作为传说中一种象征着美和高洁的神圣之物,独角兽在艾丽丝·默多克的笔下是作为汉娜(Hannah Crean-Smith)外化的意象。默多克的小说《独角兽》(The Unicorn, 1963)揭示了主体通过对自身理性的认识来指引行为,但实际上主体的行为和结果常受到潜意识和客体不可逆的力量所影响。故事由外来人玛丽安·泰勒(Marian Taylor)作为叙述的视角而展开,玛丽安以家庭教师的身份来到盖兹(Gaze Castle),是盖兹女主人(汉娜·克里恩·史密斯夫人)的语言老师。随着故事的深入讲述,玛丽安获知汉娜家族联姻的婚姻生活并不幸福,丈夫彼特·克里恩·史密斯(Peter Crean-Smith)是汉娜的大表哥,也是一个年轻的恶棍。婚姻的不幸随着皮普·列殊(Pip Lejour)的出现引起了波动,汉娜与皮普坠入了爱河。但是,在丈夫的情人兼性奴吉拉尔德·司各托(Gerald Scottow)的设计下,汉娜的出轨被彼特发现了,从此汉娜被关禁起来。彼特在与汉娜的一次争执中,失足掉落悬崖并导致了残废。事发之后,吉拉尔德和汉娜的亲戚维丽特(Violet Evercreech)及杰姆西(Jamesie)姐弟一起将汉娜监禁在盖兹“牢房”内,所以汉娜是一个因被丈夫彼特发现偷情而被软禁的“囚徒”,她的囚徒角色是在被监管的外力下塑造的。基于他者(彼特、吉拉尔德、杰姆西等)外力作用的结果,汉娜的囚徒身份是独角兽意象化的产物,其独角兽意象的建构和解构是意象神性的存在与消亡的过程;而汉娜作为独角兽的意象又存在着反作用力,主宰着小说人物的情感转向和性别操演。正如书中所言:“精神上的东西就是反常的。负罪的灵魂无处可逃。束缚她(汉娜)的东西也以各种方式束缚着我们大家。”[1]所以,无论是汉娜被囚犯化后冠上了独角兽的意象,还是汉娜作为独角兽赋予了众人行为和情感的驱动力,都是在他者实施监禁的行为和汉娜成为囚徒的相互过程中,产生共同及相互的约束或束缚作用于彼此。而汉娜独角兽意象是他者外力作用的结果,其自身作为意象的存在又主宰着小说人物的生命力态势。本节通过分析汉娜独角兽意象基于他者外力作用的建构与解构过程来剖析在独角兽意象的反作用力下,他者生命力表现——情感转向和性别操演,以期揭示主体的行为并非完全由自我中心意识所主导,事实上,主体的行为导向也会受其潜意识和客体的不可逆因素所限制。基于此,探究事物发展的因果规律并非单向作用的结果,往往由多重作用力共同塑造而成。

======

练习任务 A —
请改写记录中从含有“blue sky -> outlines”的那一行起、到含有“POLYGON ((256 57, 256”的那一行止的各行,把“even-odd”换成“nonzero”,其余一律不动。
上面的原文与下面的记录互不相关。

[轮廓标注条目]
======

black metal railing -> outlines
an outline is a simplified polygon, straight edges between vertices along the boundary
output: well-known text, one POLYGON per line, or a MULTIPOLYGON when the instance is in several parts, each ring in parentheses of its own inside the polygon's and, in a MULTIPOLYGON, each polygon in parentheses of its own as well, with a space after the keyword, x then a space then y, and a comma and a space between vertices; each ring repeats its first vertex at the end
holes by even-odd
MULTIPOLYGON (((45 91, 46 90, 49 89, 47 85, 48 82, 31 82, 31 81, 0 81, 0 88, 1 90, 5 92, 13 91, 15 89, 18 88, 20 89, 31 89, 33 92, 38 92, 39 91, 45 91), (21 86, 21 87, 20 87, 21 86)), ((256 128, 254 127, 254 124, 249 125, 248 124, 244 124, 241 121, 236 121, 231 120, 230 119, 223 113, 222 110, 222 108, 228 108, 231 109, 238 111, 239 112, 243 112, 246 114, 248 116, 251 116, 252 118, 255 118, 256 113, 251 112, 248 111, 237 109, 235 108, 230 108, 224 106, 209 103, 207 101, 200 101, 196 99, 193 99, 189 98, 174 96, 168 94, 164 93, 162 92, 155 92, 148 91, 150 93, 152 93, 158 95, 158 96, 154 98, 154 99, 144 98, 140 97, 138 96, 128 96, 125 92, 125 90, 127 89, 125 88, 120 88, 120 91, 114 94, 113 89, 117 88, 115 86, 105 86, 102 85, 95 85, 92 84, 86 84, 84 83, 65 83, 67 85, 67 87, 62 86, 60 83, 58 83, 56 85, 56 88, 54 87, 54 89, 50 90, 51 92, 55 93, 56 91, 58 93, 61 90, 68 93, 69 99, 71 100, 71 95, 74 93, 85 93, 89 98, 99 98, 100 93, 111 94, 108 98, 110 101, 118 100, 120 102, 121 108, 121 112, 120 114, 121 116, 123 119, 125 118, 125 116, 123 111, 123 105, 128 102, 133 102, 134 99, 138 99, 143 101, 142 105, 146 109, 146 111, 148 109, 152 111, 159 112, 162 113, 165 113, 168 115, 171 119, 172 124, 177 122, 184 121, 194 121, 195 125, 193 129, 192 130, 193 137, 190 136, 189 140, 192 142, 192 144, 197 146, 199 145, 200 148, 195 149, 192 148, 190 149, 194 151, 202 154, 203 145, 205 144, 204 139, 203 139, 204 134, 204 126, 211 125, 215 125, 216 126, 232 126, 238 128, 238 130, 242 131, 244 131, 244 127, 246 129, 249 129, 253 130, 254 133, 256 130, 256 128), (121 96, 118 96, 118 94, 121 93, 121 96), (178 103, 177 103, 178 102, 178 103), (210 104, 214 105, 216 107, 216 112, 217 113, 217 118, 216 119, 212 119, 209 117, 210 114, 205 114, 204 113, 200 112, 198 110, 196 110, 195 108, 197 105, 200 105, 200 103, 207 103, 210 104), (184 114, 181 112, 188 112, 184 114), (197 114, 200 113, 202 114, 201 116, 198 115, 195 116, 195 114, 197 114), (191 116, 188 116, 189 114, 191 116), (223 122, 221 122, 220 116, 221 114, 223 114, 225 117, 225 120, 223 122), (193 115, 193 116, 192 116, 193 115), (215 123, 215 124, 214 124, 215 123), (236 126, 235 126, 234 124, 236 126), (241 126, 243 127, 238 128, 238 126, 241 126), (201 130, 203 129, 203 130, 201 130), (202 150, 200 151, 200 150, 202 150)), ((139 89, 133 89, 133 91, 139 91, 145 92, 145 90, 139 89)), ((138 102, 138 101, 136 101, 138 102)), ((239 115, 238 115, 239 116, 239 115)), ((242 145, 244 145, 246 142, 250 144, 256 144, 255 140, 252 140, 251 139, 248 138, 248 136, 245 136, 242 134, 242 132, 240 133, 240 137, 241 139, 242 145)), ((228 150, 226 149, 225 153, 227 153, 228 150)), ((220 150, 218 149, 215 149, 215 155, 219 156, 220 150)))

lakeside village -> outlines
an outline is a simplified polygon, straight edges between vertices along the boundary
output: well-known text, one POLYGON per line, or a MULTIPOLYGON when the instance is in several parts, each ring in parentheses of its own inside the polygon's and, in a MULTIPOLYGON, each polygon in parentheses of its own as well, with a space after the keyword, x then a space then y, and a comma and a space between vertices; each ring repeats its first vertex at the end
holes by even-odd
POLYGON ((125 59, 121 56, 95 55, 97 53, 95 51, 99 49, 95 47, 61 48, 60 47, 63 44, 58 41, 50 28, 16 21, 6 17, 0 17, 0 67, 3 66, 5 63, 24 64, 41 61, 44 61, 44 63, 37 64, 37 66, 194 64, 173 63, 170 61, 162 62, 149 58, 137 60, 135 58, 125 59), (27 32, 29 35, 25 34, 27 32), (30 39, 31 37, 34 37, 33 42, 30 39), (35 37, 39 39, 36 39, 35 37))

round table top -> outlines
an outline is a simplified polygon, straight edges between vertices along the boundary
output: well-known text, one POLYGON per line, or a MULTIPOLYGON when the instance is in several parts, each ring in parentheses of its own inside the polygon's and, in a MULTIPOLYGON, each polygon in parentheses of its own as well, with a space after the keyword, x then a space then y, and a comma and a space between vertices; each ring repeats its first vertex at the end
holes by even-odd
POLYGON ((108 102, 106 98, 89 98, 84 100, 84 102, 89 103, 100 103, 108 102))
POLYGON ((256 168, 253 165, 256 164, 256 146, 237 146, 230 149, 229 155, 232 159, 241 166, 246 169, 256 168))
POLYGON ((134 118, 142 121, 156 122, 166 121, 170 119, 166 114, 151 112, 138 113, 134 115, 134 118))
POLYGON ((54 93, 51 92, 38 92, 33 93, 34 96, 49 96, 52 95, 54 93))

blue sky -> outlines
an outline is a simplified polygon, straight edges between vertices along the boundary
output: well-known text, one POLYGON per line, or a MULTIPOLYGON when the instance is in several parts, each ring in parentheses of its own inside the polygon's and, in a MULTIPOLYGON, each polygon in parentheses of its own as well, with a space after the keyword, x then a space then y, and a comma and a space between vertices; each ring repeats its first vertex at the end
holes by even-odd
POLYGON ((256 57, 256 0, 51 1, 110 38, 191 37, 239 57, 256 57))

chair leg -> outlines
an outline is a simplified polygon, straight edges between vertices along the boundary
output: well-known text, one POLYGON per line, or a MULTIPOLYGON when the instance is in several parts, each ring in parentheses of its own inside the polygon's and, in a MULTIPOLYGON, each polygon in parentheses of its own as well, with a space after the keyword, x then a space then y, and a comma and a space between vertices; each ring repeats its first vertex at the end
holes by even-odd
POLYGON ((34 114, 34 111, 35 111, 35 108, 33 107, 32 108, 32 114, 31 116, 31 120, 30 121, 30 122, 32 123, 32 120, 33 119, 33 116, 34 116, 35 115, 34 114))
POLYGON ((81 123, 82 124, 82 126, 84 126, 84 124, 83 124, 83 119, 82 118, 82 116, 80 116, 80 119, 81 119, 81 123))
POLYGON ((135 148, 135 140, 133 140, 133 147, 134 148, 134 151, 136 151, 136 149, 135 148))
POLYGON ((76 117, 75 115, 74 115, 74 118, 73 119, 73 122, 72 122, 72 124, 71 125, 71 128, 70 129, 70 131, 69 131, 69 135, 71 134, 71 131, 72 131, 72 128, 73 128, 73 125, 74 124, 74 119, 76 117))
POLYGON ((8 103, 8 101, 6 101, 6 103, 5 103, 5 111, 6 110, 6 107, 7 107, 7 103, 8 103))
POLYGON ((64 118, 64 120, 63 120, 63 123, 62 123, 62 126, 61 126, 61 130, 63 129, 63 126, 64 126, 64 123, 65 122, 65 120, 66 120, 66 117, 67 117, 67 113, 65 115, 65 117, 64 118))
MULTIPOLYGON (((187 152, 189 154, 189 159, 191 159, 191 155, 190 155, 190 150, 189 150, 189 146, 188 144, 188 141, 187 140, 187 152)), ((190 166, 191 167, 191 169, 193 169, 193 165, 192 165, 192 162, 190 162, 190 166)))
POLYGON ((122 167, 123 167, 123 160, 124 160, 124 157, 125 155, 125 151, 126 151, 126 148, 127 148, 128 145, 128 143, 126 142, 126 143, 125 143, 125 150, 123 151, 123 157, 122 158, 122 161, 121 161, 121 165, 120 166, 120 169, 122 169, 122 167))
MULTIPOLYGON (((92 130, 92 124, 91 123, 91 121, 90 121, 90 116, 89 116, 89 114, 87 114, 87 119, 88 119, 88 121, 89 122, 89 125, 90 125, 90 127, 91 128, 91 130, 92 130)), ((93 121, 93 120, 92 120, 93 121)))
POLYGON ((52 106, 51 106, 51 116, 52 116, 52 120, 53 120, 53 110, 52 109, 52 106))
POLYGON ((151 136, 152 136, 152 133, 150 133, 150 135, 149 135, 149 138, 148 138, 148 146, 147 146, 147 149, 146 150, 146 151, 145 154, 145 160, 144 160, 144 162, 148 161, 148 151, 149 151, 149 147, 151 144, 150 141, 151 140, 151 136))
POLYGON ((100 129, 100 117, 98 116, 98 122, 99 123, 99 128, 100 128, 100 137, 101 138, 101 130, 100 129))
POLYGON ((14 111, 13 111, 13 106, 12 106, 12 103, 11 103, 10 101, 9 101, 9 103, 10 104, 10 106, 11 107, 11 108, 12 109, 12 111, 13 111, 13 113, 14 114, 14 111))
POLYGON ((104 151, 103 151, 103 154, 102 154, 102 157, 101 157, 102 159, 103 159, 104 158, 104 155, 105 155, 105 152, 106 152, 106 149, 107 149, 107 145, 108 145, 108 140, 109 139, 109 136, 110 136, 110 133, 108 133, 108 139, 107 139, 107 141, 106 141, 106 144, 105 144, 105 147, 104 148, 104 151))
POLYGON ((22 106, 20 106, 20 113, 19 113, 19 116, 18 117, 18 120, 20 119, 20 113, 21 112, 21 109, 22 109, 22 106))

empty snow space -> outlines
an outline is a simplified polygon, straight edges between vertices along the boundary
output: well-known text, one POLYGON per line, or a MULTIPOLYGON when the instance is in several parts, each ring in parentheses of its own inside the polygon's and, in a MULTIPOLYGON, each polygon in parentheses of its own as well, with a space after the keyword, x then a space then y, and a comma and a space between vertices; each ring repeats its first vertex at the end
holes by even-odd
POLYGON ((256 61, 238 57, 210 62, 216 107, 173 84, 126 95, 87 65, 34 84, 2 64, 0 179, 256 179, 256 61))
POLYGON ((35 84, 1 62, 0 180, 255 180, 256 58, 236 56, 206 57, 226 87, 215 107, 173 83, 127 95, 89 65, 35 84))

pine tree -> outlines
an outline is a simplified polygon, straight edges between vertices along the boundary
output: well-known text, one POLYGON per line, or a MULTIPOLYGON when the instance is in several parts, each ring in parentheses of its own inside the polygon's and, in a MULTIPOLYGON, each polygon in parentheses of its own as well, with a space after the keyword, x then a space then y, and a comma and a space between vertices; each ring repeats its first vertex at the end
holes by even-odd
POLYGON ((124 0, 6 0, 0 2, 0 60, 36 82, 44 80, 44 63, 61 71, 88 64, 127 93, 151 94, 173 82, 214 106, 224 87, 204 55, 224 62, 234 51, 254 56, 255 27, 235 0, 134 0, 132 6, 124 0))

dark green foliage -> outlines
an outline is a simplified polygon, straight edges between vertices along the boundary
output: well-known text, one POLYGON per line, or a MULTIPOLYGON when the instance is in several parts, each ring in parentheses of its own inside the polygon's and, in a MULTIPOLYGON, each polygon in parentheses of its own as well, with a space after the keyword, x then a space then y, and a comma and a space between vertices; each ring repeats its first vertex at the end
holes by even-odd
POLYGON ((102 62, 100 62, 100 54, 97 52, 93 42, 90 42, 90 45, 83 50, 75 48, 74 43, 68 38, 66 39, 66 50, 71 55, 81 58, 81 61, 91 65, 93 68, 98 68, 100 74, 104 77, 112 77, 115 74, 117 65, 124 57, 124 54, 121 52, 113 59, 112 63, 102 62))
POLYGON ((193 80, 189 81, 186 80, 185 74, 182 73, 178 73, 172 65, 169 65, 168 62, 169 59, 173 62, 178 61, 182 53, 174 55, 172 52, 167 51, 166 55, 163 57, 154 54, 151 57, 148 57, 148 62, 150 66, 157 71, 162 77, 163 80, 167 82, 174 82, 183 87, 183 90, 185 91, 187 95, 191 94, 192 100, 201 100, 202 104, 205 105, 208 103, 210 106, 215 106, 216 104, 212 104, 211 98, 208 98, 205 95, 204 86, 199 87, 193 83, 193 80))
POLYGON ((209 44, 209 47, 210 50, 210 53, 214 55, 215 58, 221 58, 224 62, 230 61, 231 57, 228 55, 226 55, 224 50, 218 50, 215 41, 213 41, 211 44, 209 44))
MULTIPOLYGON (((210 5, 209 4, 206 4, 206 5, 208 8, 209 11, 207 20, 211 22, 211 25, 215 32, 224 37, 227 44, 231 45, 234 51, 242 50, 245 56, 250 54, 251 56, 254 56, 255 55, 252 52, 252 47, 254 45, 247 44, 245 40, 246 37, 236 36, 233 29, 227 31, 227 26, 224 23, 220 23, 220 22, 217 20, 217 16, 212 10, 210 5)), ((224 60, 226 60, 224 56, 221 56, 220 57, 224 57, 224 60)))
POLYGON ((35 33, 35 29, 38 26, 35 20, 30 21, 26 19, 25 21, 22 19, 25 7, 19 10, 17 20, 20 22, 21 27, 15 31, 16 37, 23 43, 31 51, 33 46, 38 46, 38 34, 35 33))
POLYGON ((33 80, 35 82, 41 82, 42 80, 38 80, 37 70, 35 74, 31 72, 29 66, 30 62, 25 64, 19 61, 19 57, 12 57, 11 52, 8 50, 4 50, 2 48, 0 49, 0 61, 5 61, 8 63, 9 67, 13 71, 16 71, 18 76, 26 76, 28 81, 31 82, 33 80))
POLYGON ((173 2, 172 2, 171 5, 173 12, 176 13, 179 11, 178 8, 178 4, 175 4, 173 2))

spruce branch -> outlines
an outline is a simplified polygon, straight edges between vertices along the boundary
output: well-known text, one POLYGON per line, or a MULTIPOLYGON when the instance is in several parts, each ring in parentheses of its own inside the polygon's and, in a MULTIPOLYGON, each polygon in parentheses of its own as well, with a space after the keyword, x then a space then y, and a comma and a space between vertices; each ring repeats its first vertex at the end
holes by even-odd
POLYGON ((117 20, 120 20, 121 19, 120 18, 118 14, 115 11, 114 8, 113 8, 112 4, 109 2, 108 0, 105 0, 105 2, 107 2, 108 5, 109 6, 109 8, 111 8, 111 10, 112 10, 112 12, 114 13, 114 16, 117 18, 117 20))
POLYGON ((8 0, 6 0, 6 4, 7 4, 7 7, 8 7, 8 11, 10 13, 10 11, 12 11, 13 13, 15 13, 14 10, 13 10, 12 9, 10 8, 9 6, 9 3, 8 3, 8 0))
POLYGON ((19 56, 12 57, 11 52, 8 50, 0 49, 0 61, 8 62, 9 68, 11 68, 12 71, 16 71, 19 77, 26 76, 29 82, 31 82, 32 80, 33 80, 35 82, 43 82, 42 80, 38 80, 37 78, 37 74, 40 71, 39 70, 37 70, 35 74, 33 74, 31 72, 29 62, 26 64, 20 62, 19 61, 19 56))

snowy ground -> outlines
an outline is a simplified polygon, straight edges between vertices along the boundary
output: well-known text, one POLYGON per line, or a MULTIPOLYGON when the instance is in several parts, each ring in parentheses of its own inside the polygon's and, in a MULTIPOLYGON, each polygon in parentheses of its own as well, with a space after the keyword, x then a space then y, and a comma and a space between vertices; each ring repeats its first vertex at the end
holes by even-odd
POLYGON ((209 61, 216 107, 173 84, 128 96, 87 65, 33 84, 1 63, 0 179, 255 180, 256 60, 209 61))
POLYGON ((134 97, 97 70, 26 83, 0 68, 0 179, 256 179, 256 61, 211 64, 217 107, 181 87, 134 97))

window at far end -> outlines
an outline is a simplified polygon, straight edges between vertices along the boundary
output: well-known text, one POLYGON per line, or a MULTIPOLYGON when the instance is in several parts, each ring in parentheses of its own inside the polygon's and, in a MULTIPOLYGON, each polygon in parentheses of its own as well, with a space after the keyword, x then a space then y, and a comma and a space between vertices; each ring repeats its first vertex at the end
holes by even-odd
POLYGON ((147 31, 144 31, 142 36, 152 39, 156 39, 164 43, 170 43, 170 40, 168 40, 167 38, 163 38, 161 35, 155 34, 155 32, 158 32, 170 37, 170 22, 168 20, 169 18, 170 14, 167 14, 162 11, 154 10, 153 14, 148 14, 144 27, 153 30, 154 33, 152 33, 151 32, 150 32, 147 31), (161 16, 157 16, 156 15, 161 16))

======

练习任务 B —
这段关于小说《独角兽》的原文中,哪些人物在括号里附有英文原名?请全部列出。

作答 A —
blue sky -> outlines
an outline is a simplified polygon, straight edges between vertices along the boundary
output: well-known text, one POLYGON per line, or a MULTIPOLYGON when the instance is in several parts, each ring in parentheses of its own inside the polygon's and, in a MULTIPOLYGON, each polygon in parentheses of its own as well, with a space after the keyword, x then a space then y, and a comma and a space between vertices; each ring repeats its first vertex at the end
holes by nonzero
POLYGON ((256 57, 256 0, 51 1, 110 38, 191 37, 239 57, 256 57))

作答 B —
汉娜(Hannah Crean-Smith)、玛丽安·泰勒(Marian Taylor)、彼特·克里恩·史密斯(Peter Crean-Smith)、皮普·列殊(Pip Lejour)、吉拉尔德·司各托(Gerald Scottow)、维丽特(Violet Evercreech)、杰姆西(Jamesie)